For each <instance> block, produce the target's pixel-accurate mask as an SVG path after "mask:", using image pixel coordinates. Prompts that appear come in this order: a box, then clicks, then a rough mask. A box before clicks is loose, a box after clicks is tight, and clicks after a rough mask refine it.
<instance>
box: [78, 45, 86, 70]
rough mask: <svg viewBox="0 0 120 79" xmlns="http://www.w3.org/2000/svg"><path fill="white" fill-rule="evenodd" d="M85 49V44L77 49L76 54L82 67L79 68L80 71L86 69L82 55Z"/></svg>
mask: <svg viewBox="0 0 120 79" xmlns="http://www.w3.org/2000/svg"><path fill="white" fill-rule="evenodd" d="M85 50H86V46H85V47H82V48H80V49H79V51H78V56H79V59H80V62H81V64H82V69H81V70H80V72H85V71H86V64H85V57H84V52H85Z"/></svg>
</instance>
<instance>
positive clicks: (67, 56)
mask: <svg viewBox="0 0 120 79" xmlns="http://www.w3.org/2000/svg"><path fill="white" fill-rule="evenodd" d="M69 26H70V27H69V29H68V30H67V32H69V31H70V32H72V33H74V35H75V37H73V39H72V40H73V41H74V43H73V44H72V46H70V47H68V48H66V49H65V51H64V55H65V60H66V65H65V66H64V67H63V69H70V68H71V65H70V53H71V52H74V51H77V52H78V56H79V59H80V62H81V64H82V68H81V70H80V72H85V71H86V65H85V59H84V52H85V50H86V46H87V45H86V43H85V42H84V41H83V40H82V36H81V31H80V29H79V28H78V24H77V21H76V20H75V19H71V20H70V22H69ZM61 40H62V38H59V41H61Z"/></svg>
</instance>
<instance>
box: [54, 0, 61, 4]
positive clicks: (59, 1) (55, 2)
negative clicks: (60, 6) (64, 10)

WORK INSTRUCTION: A faithful, word-for-word transcription of the data above is required.

YOUR RESPONSE:
For each <instance> block, produce the target's pixel-accurate mask as an SVG path after "mask:", using image pixel coordinates. Prompts that appear come in this order: a box, then clicks, then a rough mask. A box before clicks is loose, a box after clicks is tight, and clicks after a rough mask refine it.
<instance>
box: [78, 45, 86, 70]
rough mask: <svg viewBox="0 0 120 79" xmlns="http://www.w3.org/2000/svg"><path fill="white" fill-rule="evenodd" d="M85 49V44L77 49L76 54L82 67L79 68L80 71L86 69L82 55Z"/></svg>
mask: <svg viewBox="0 0 120 79" xmlns="http://www.w3.org/2000/svg"><path fill="white" fill-rule="evenodd" d="M85 50H86V46H85V47H82V48H80V49H79V51H78V56H79V59H80V62H81V64H82V69H81V70H80V72H85V71H86V64H85V57H84V52H85Z"/></svg>
</instance>
<instance>
positive clicks: (67, 56)
mask: <svg viewBox="0 0 120 79" xmlns="http://www.w3.org/2000/svg"><path fill="white" fill-rule="evenodd" d="M69 26H70V27H69V29H68V30H67V32H69V31H70V32H72V33H74V35H75V37H73V39H72V40H73V41H74V43H73V44H72V46H70V47H68V48H66V49H65V51H64V55H65V60H66V65H65V66H64V67H63V69H70V68H71V65H70V53H71V52H74V51H77V52H78V56H79V59H80V62H81V64H82V68H81V70H80V72H85V71H86V65H85V59H84V52H85V50H86V46H87V45H86V43H85V42H84V41H83V40H82V36H81V31H80V29H79V28H78V24H77V21H76V20H75V19H71V20H70V22H69ZM61 40H62V38H59V41H61Z"/></svg>
</instance>
<instance>
box: [54, 0, 61, 4]
positive clicks: (59, 1) (55, 2)
negative clicks: (60, 6) (64, 10)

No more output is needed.